== Source ==
_ _ _

The French Revolution

 

In 1784, Mount Laki, a volcano in Iceland erupted and sent billions of tonnes of fine dust into the upper atmosphere.  It stayed there for over five years and precipitated Europe's first successful popular revolution.  The veil of dust disturbed the weather around the world and pushed an already archaic feudal France into collapse.  The autumn of 1787 and winter of 1788 were terribly wet, but the real blow came in November 1788.  The temperature fell to minus 6 and stayed there.  By mid-December, the river Vienne was frozen north of Chatellerault.  On New-Year's eve, the temperature plunged to minus 17 and the thaw did not come until the middle of January.

 

In the precarious living conditions of the late eighteenth century, such conditions were a catastrophy.  Most walnut trees were killed; the vines were frozen, but worst of all, the wheat crop was the worst in living memory; the area around Loudun was particularly affected, with only half the usual crop of winter wheat.  Inevitably, the price of wheat rose fast; farmers were reluctant to send their meagre stocks to market, and fear of starvation spread fast.

 

Faced with a political and financial crisis in August 1788, Louis XVI convened a General Assembly: "Les Etats Generaux".  This grass-roots way of testing opinions had not been used since 1614, and by its very nature, with three bodies - the aristocracy, the clergy and the people - it brought to the fore the frictions between the ordinary mass of labourers and shopkeepers which born almost the entire burden of taxation, and the aristocracy which had a monopoly of power and privilege.  In Loudun, even the assembly of the clergy highlighted the tensions between the poor rural clergy and the opulence of the Bishops, demanding the abolition of "the many benefits that serve to sustain show and nourish the luxury of those that possess them".  For the people, the deputies in Loudun elected Dumoustier Delafon, a passionate enthusiast for history and agriculture, but out of his depth in a revolution.

 

The combination of great political uncertainty, economic crisis and near famine was a fertile breeding ground for rumours.  False news of a band of brigands near Nantes in July 1789 spread panic and fear in Thouars two days later.  Rumours that a band of 25,000 brigands had captured Nantes were, of course, untrue.  Nevertheless, the large and uncontrolable masses of peasants summond by church bells were themselves a source of further instability and agitation against the nobility.  This hostility was marked around Thouars, but violence was still averted.

_ _ _

== Material to process ==
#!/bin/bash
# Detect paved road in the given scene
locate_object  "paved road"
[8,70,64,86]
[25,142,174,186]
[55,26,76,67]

_ _ _

== What you will do ==
1. Using the French Revolution text, decide whether each statement agrees with it: (a) Mount Laki erupted in 1784. (b) The river Vienne froze south of Chatellerault. (c) Around Loudun, the winter wheat crop was half its usual size. Answer yes or no for each and quote the words that settle it.
2. Reproduce all the records above line by line, with nothing changed.

== Exercise responses ==
1.
(a) Yes: "In 1784, Mount Laki, a volcano in Iceland erupted"
(b) No: "the river Vienne was frozen north of Chatellerault"
(c) Yes: "with only half the usual crop of winter wheat"

2.
#!/bin/bash
# Detect paved road in the given scene
locate_object  "paved road"
[8,70,64,86]
[25,142,174,186]
[55,26,76,67]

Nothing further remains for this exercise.